* QUOTED PASSAGE *
Part of the task of creating great art and music is the way that extremes and contrasts can be experienced at once, as with light and dark, chaotic yet organized, passionate yet restrained, and sad but beautiful.


----------



## Bulldog (Nov 21, 2013)

julide said:


> What's the point... i don't think any other performance will reveal anything about such a barren work.


Barren? I feel the work is quite rich. Listen again - maybe you've been hearing the wrong work.


----------



## Axter (Jan 15, 2020)

Ekim the Insubordinate said:


> I am quite happy with my recording by Takuo Yuasa leading the Adelaide Symphony Orchestra on ABC Classics.


This is my favourite recording as well.


----------



## Nereffid (Feb 6, 2013)

For the adventurous, there's saxophonist Colin Stetson's post-rock "reimagining" of the symphony - an album titled "Sorrow". I like it - it's certainly not a replacement for the original but a good piece in its own right.


----------



## CnC Bartok (Jun 5, 2017)

Separation, Motherhood, loss of a child. Yeah, right, pretty barren stuff.....

I have just Zinman and Wit. I don't have a strong preference, but I do find Dawn Upshaw quite compelling, although maybe that's just down to hearing that one first.

I suspect we all need to be in the right mood for this piece. It can be quite harrowing, especially at the first hearing of "Mamo, nie płacz"...Gets me every time.


----------



## cello suite (Jul 31, 2018)

Granate said:


> If you can tolerate non-operatic voices on microphone, the Penderecki and Beth Gibbons recording is a landmark for its sound quality and arresting emotions brought up by the orchestra and especially the singer.


Agree. I was able to find this wonderful live performance (uploaded Sept. 14th, 2019 to YouTube) and listened to it this morning. I thought that her voice fit quite well with the piece.


----------



## perdido34 (Mar 11, 2015)

The RPO recording conducted by Simonov is excellent, if hard to find, and the soprano is better than Upshaw's thin voice.


----------



## cello suite (Jul 31, 2018)

perdido34 said:


> The RPO recording conducted by Simonov is excellent, if hard to find, and the soprano is better than Upshaw's thin voice.


I found an upload of it released on the Alto label (ALC1204), and agree. :tiphat:


----------

* GIVEN DATA *
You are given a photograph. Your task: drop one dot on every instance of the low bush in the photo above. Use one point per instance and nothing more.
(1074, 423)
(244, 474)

* WORK TO BE COMPLETED *
How would you put this sentence from the forum thread into French: "I suspect we all need to be in the right mood for this piece."

* FINISHED EXERCISE *
Je soupçonne que nous avons tous besoin d'être dans le bon état d'esprit pour cette œuvre.